__Aim__: Return, word for word, only the lines from the one containing "of the brazier" through the last line of the entries.

Dataset records:
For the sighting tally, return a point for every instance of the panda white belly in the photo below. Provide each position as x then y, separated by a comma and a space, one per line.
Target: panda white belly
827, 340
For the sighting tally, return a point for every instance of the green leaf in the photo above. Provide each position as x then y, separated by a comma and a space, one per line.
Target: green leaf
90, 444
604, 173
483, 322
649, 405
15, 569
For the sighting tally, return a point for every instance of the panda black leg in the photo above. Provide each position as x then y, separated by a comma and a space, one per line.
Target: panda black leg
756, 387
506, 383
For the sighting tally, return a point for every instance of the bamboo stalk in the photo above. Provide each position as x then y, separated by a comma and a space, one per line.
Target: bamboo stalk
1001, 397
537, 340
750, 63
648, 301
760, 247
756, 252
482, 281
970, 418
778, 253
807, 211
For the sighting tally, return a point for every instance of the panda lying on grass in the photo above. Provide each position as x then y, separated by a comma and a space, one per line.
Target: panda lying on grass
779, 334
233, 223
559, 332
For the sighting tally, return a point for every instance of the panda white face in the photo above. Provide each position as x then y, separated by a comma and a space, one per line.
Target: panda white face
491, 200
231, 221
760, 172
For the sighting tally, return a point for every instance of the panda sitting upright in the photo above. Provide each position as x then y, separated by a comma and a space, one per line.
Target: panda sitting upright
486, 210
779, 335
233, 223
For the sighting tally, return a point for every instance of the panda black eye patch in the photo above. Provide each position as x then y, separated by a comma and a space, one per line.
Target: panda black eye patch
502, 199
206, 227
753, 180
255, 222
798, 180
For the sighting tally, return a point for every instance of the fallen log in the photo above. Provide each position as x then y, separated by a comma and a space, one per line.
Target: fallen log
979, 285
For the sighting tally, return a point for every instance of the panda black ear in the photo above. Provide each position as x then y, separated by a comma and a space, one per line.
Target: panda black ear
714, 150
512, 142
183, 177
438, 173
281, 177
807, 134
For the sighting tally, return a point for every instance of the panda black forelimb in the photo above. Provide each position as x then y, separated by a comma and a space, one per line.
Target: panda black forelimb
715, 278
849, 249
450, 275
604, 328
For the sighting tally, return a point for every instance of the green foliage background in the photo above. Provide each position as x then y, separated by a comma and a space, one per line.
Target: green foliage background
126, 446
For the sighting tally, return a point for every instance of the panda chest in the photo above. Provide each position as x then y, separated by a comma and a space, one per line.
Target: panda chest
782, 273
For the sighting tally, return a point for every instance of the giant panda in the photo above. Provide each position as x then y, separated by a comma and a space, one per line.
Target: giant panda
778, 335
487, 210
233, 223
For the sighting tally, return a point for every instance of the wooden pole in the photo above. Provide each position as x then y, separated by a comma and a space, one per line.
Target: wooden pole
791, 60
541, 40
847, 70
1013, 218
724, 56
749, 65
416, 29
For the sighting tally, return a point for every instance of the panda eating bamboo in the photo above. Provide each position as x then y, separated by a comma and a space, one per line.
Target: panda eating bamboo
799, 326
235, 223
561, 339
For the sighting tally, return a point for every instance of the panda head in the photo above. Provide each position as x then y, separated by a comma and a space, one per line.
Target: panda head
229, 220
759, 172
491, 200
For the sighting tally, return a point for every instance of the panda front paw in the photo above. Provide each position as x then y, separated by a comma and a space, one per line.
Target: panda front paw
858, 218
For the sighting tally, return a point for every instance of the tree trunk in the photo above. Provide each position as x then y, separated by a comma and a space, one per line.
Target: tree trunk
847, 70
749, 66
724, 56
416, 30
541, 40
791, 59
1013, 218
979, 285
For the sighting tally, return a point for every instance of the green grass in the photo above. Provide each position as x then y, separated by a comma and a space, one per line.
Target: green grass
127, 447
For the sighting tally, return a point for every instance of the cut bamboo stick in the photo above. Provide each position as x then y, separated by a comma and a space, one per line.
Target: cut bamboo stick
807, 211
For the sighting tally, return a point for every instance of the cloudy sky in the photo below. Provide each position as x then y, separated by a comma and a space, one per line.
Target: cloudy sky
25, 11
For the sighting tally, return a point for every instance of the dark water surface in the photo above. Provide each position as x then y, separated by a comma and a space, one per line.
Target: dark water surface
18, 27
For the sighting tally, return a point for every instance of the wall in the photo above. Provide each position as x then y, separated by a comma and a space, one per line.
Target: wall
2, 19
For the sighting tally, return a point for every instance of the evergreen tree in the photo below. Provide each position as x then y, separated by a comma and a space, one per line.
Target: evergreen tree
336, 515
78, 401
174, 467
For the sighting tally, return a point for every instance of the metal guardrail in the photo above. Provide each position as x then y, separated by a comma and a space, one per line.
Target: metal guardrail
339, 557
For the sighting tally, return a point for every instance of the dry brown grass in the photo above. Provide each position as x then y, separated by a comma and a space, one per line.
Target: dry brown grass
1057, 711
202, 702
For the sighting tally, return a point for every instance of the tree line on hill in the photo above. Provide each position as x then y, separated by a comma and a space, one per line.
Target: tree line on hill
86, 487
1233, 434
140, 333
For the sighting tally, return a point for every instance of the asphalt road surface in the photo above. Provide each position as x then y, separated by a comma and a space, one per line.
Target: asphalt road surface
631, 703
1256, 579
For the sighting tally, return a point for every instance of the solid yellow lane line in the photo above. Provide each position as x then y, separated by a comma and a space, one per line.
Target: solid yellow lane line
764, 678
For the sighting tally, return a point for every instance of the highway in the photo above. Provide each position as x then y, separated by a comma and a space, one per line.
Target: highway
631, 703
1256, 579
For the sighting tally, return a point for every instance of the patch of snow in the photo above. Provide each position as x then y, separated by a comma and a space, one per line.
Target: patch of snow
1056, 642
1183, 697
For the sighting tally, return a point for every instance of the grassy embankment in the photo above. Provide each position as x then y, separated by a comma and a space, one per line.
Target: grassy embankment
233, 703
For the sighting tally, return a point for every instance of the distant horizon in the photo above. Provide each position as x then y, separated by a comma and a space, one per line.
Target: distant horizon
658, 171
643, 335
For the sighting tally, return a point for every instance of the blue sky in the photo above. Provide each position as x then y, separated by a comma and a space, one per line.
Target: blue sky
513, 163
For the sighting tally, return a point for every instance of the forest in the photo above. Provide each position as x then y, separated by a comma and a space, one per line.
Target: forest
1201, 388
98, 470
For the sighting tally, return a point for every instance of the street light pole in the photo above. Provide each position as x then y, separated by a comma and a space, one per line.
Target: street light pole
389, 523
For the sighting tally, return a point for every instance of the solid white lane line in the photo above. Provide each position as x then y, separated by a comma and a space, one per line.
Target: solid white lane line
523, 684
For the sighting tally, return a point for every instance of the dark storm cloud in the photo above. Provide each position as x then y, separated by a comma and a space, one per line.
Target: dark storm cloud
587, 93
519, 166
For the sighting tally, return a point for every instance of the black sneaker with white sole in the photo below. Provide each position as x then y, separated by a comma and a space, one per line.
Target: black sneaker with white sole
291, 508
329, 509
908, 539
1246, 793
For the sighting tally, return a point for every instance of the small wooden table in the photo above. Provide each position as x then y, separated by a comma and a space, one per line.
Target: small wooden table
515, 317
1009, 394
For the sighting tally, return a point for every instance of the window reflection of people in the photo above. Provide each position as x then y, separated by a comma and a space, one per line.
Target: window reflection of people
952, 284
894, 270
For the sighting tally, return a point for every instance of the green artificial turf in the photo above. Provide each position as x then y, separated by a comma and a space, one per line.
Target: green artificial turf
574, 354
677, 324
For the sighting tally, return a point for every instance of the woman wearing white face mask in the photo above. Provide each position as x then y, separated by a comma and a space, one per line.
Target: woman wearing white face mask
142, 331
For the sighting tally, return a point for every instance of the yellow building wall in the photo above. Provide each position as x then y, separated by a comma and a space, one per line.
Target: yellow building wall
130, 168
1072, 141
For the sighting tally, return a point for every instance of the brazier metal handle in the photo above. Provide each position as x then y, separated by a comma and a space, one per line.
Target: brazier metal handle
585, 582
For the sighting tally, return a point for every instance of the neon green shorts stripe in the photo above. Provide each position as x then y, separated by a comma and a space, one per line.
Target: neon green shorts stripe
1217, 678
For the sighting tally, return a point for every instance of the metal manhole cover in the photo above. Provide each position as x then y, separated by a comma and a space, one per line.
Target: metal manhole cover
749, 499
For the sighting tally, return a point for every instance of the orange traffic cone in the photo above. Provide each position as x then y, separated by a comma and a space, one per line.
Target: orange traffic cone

__Task solution__:
For the sighting tally, return a point for every instance of the brazier metal handle in the photo above. Provide each position as x then y, separated by a comma and a space, one per line.
Target: brazier metal handle
585, 582
For the sighting tally, return a point for every instance of the neon green shorts stripe in the photo above. Provide each position as x then y, separated by a comma and a space, one per line.
Target: neon green shorts stripe
1217, 678
For the sighting tally, return a point for every instance of the metal manhole cover in the photo above. Provide each position as x then y, separated by a comma and a space, one per line.
Target: metal manhole cover
749, 499
For the sighting tally, return a point for every instance of the orange traffic cone in the photo above. Provide each position as x then y, separated by a comma and a space, one per line.
Target: orange traffic cone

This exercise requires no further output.